BEGIN Input rows

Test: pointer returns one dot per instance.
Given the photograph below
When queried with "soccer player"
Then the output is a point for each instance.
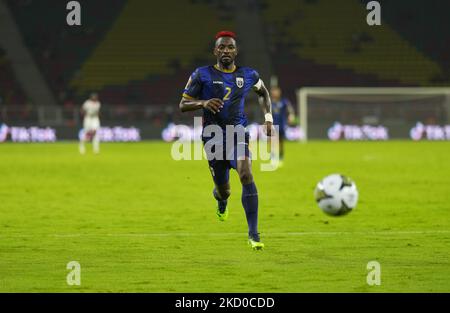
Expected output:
(219, 90)
(283, 114)
(91, 123)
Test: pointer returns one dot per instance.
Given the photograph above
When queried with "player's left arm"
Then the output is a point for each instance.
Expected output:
(291, 112)
(264, 100)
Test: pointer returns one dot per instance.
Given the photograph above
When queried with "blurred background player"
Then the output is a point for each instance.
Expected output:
(220, 90)
(91, 123)
(283, 115)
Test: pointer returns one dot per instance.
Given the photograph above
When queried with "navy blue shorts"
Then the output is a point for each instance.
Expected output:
(220, 166)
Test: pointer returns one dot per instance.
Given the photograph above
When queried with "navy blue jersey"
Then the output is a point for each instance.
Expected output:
(209, 82)
(279, 111)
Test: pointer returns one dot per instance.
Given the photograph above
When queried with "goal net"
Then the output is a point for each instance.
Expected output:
(361, 113)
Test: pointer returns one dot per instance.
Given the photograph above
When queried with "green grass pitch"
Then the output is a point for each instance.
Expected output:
(138, 221)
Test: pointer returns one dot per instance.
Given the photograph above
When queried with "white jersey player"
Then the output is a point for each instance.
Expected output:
(91, 123)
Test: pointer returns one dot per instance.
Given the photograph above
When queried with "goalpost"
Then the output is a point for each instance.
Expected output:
(396, 107)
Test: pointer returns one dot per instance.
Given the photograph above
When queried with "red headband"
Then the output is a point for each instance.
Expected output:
(225, 33)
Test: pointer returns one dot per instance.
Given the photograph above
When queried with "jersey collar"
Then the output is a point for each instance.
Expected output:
(225, 71)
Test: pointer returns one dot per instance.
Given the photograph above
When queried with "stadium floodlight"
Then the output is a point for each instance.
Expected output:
(388, 105)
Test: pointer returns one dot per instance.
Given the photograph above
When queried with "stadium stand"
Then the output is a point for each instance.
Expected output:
(317, 43)
(141, 58)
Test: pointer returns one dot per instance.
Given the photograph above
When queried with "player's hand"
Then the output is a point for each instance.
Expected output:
(269, 129)
(214, 105)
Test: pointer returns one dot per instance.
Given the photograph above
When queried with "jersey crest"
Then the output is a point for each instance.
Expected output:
(240, 82)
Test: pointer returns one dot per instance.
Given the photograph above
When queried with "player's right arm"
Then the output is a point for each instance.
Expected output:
(189, 101)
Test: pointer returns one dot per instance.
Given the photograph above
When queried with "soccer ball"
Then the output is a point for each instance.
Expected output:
(336, 194)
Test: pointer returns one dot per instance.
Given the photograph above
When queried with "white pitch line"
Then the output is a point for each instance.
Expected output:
(232, 234)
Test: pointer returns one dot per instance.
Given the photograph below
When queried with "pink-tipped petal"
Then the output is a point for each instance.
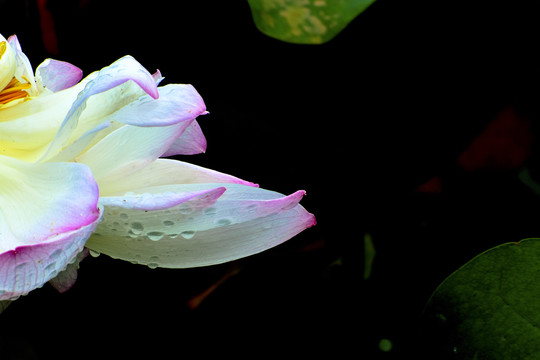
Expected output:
(37, 201)
(243, 221)
(176, 103)
(30, 266)
(191, 142)
(58, 75)
(110, 77)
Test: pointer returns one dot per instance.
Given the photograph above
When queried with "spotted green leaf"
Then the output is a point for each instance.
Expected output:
(490, 307)
(305, 21)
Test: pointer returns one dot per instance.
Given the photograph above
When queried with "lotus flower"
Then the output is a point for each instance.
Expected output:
(80, 169)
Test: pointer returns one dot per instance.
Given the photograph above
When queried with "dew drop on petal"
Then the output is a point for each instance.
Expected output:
(94, 253)
(155, 235)
(289, 206)
(187, 234)
(137, 228)
(223, 222)
(185, 210)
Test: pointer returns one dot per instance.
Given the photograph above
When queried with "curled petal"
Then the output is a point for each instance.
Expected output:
(176, 103)
(168, 172)
(191, 142)
(58, 75)
(127, 150)
(8, 62)
(30, 266)
(67, 277)
(150, 202)
(243, 221)
(110, 77)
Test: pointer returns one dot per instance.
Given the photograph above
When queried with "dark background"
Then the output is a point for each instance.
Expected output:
(359, 122)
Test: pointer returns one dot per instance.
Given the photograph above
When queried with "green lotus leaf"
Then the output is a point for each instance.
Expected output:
(305, 21)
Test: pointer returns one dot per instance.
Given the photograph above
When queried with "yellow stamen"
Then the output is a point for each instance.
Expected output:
(13, 91)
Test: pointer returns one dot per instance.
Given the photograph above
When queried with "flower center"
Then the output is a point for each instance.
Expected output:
(13, 91)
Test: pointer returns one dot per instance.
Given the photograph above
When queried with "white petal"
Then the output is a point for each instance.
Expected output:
(243, 221)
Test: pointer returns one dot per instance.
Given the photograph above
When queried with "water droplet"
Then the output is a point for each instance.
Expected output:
(94, 253)
(21, 266)
(223, 222)
(252, 208)
(55, 254)
(289, 206)
(185, 210)
(137, 228)
(187, 234)
(155, 235)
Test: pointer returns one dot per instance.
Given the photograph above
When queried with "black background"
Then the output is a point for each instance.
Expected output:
(358, 122)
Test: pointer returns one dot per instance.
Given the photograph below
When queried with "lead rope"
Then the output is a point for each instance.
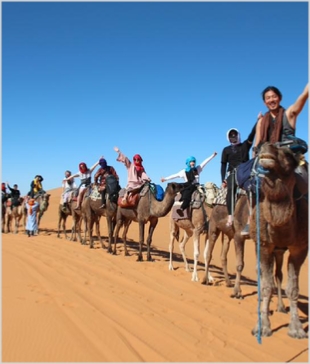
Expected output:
(259, 172)
(259, 340)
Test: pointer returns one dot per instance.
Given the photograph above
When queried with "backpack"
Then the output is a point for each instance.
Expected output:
(244, 177)
(112, 187)
(159, 193)
(211, 191)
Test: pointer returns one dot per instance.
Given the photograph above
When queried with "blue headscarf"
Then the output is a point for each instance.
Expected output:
(103, 163)
(188, 160)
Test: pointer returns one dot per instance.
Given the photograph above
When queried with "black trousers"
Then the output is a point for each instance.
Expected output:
(186, 196)
(231, 193)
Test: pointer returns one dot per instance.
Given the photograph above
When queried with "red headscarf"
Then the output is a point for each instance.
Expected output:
(137, 161)
(30, 203)
(82, 167)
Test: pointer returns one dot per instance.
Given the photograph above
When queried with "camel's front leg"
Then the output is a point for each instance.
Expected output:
(126, 227)
(279, 254)
(266, 259)
(239, 250)
(152, 227)
(295, 260)
(196, 243)
(174, 234)
(141, 240)
(182, 245)
(207, 254)
(224, 253)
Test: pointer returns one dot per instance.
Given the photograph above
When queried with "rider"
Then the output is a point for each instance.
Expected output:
(136, 175)
(68, 187)
(15, 194)
(36, 186)
(85, 176)
(191, 177)
(101, 176)
(4, 194)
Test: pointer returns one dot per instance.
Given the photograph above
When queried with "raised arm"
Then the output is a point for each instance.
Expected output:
(72, 176)
(294, 110)
(122, 158)
(95, 165)
(180, 174)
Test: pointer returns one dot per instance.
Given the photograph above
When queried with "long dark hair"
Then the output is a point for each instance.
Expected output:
(271, 88)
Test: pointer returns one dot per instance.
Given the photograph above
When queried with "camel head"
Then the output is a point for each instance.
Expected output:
(173, 188)
(279, 160)
(278, 184)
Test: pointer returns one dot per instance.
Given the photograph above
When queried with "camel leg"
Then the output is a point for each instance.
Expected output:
(116, 232)
(224, 253)
(196, 244)
(73, 231)
(141, 240)
(239, 250)
(267, 263)
(207, 254)
(152, 227)
(15, 225)
(182, 244)
(295, 260)
(174, 234)
(89, 226)
(97, 221)
(278, 255)
(124, 237)
(110, 229)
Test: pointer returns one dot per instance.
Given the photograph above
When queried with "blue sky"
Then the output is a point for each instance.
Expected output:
(165, 80)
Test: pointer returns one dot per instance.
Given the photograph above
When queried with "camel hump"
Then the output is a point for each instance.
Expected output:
(131, 201)
(211, 191)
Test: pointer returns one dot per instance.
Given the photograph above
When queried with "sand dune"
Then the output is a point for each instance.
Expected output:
(64, 302)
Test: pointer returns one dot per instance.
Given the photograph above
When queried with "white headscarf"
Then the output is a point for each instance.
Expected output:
(238, 136)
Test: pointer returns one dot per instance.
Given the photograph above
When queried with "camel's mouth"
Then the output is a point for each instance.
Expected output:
(266, 160)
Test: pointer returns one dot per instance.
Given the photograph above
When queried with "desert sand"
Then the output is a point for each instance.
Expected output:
(65, 302)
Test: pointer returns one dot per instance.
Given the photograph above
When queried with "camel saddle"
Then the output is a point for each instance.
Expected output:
(198, 197)
(131, 201)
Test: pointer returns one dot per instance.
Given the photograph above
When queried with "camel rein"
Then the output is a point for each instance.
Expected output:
(258, 172)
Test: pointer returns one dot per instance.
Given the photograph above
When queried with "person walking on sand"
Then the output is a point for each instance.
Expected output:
(31, 223)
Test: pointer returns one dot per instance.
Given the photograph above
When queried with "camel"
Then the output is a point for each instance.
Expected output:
(77, 217)
(147, 210)
(217, 224)
(3, 211)
(93, 211)
(62, 218)
(43, 200)
(80, 215)
(195, 224)
(283, 223)
(13, 213)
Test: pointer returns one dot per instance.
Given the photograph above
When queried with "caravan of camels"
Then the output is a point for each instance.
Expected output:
(278, 224)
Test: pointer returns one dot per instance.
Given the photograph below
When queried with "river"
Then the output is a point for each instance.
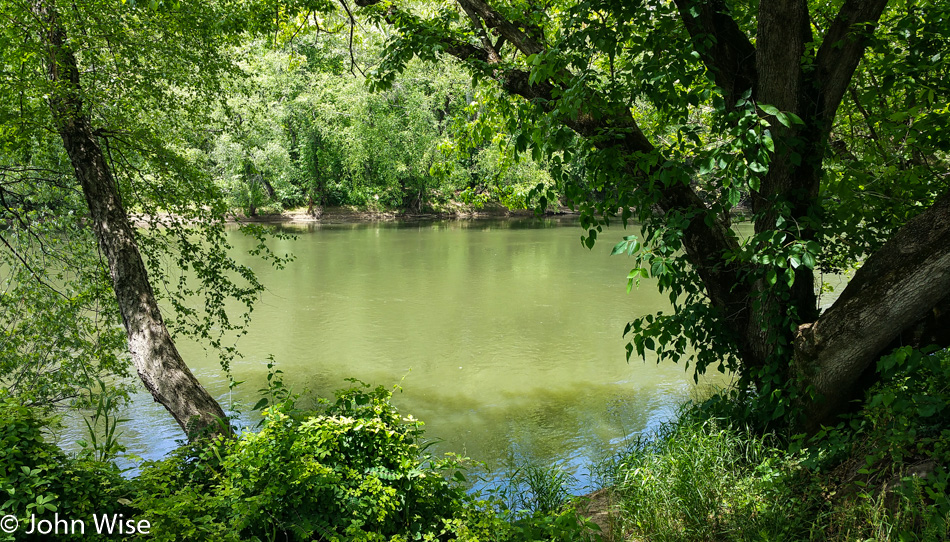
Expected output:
(505, 337)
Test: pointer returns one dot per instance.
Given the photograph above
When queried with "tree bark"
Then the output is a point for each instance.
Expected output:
(909, 277)
(836, 348)
(157, 361)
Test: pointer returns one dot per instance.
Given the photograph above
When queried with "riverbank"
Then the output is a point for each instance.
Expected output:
(347, 214)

END Input rows

Count the lines in the data above that contain the string "soccer". Give only the number.

2